Please give the records below again in full, exactly, with the images left out.
====
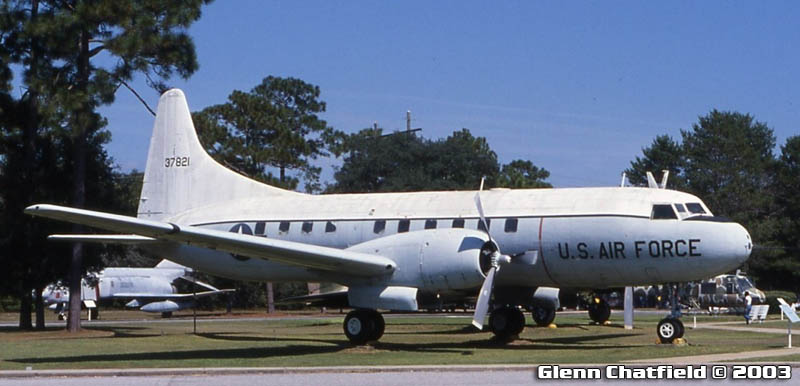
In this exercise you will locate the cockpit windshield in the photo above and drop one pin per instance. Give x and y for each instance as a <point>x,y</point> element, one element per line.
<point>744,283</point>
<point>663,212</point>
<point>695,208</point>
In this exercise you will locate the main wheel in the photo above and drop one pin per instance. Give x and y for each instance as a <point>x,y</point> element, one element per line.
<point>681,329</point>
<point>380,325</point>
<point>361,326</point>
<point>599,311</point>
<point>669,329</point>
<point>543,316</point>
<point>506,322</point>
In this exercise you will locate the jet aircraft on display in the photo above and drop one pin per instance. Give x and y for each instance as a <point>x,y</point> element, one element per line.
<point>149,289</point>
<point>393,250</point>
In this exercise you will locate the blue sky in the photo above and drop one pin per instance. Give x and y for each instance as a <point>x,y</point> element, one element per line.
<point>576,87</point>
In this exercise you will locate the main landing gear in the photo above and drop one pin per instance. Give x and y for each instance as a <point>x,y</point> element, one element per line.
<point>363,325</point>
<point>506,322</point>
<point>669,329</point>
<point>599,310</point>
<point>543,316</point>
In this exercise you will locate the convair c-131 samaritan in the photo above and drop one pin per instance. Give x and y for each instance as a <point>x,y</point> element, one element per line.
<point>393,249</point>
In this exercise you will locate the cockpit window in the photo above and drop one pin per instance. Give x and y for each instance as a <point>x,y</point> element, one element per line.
====
RESPONSE AREA ->
In this exercise you will locate the cockpit windshield in the photo above and drop one pin per instance. Give x and y for each instance as a <point>x,y</point> element, one element per line.
<point>744,283</point>
<point>663,212</point>
<point>695,208</point>
In this exercise you will locate the main wheel in the photo above and drop one pin per instance. Give x and y for each instance as a <point>x,y</point> element, one element per line.
<point>681,329</point>
<point>380,325</point>
<point>361,326</point>
<point>599,311</point>
<point>669,329</point>
<point>543,316</point>
<point>506,322</point>
In this exercise you will locate the jet aircraft on display in the photo above and drop one pin per instance. Give x and y for each instance as a <point>x,y</point> element, one element per line.
<point>149,289</point>
<point>393,250</point>
In this exercise you will locate the blue sky in the photo above and drop one pin per instance. Give x and y for each instance as a <point>x,y</point> element, one element per line.
<point>576,87</point>
In this exercise you will locate the main landing gear in the photo above and drop one pin per instance. Give x and y for each instance as a <point>x,y</point> element, one element per line.
<point>363,325</point>
<point>506,322</point>
<point>669,329</point>
<point>599,310</point>
<point>543,316</point>
In this exercise you will locate the convair c-131 samaritan in the photo above and drop one pin per instance. Give x and y for each instance as a <point>x,y</point> element, one element per line.
<point>393,249</point>
In this exercise you will locate the cockpit window in the photo above and drop one pin per instance. Give x and y for each instance as a <point>x,y</point> element, one element per line.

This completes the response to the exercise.